What you should do — Every entry must be transcribed without alteration.

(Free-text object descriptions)
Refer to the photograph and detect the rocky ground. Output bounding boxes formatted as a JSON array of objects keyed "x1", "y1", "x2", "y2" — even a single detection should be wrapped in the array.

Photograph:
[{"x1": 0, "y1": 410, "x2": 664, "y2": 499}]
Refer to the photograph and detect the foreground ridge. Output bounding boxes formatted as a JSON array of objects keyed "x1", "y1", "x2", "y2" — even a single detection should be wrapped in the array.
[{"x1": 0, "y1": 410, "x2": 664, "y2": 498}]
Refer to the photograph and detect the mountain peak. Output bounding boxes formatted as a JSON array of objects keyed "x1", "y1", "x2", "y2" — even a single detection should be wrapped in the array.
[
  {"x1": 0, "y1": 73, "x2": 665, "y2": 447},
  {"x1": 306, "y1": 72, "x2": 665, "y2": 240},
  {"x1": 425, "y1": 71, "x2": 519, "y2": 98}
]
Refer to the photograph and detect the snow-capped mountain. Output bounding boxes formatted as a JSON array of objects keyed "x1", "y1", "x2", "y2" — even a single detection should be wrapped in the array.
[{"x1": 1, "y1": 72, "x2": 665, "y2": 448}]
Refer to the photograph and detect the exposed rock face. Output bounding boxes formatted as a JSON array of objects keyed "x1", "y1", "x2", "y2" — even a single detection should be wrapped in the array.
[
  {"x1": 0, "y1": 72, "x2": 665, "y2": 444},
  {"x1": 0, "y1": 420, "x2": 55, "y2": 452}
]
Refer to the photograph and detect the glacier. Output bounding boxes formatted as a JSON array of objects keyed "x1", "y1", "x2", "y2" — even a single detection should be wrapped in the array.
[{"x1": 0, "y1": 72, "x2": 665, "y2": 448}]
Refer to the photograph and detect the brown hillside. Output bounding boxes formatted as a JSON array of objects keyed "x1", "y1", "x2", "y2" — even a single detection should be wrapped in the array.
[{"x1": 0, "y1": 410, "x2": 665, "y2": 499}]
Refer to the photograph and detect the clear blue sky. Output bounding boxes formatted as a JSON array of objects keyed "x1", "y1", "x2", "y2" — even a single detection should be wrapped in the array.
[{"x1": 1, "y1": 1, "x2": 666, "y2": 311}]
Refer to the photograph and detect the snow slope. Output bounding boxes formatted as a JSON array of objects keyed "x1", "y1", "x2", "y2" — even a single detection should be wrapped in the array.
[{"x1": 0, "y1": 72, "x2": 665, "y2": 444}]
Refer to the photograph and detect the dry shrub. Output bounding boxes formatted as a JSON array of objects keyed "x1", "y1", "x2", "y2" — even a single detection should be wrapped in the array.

The answer —
Refer to the photograph and detect the rocky ground. Output bounding boxes formatted as a JSON array of objects keyed "x1", "y1", "x2", "y2" — even a single detection should be wrapped in the array.

Photograph:
[{"x1": 0, "y1": 410, "x2": 664, "y2": 499}]
Refer to the photograph and detect the foreground ridge. Output bounding boxes formatted as a JSON array of objects keyed "x1", "y1", "x2", "y2" — even a single detection should be wrapped in the array.
[{"x1": 0, "y1": 410, "x2": 664, "y2": 498}]
Refer to the photograph and detect the mountain peak. Output bounding boxes formatted as a JSON array of objects keyed "x1", "y1", "x2", "y2" — even a single detection should be wrapped in the array.
[
  {"x1": 0, "y1": 73, "x2": 665, "y2": 447},
  {"x1": 306, "y1": 72, "x2": 665, "y2": 240},
  {"x1": 425, "y1": 71, "x2": 519, "y2": 98}
]
Refer to the photograph and detect the snow-capped mountain. Output bounding boxes formatted as a JSON array of objects keyed "x1", "y1", "x2", "y2" — even a single detection should be wrapped in the array.
[{"x1": 1, "y1": 72, "x2": 665, "y2": 448}]
Refer to the photograph and detect the exposed rock face. Output bounding boxes formatted as a JSON array of objects keyed "x1", "y1", "x2", "y2" — even a single detection should be wrapped in the array.
[
  {"x1": 0, "y1": 72, "x2": 665, "y2": 444},
  {"x1": 0, "y1": 420, "x2": 55, "y2": 452}
]
Refer to the photograph and detect the glacier. Output bounding boxes formatted as a JSON array of objects keyed "x1", "y1", "x2", "y2" — even a single detection should be wrapped in the array.
[{"x1": 0, "y1": 72, "x2": 665, "y2": 448}]
Refer to the photograph and detect the brown hillside. Output bounding boxes formatted as a JSON array of objects keyed "x1", "y1", "x2", "y2" — even a single detection should be wrapped in the array.
[{"x1": 0, "y1": 410, "x2": 665, "y2": 499}]
Refer to the photograph and detect the clear blue sky. Output bounding boxes formatted as a JSON array of objects keyed "x1", "y1", "x2", "y2" — even a single detection should be wrapped in the array.
[{"x1": 1, "y1": 1, "x2": 666, "y2": 311}]
Refer to the photograph and detect the snow slope. Output bounding boxes formatted as a JSON array of objects keyed "x1", "y1", "x2", "y2" — even a single detection should be wrapped in the array.
[{"x1": 0, "y1": 72, "x2": 665, "y2": 444}]
Refer to the photograph and detect the dry shrub. Output bounding boxes formatted as a JSON array of objects keyed "x1", "y1", "x2", "y2" — even a single detection should be wrapped in the array.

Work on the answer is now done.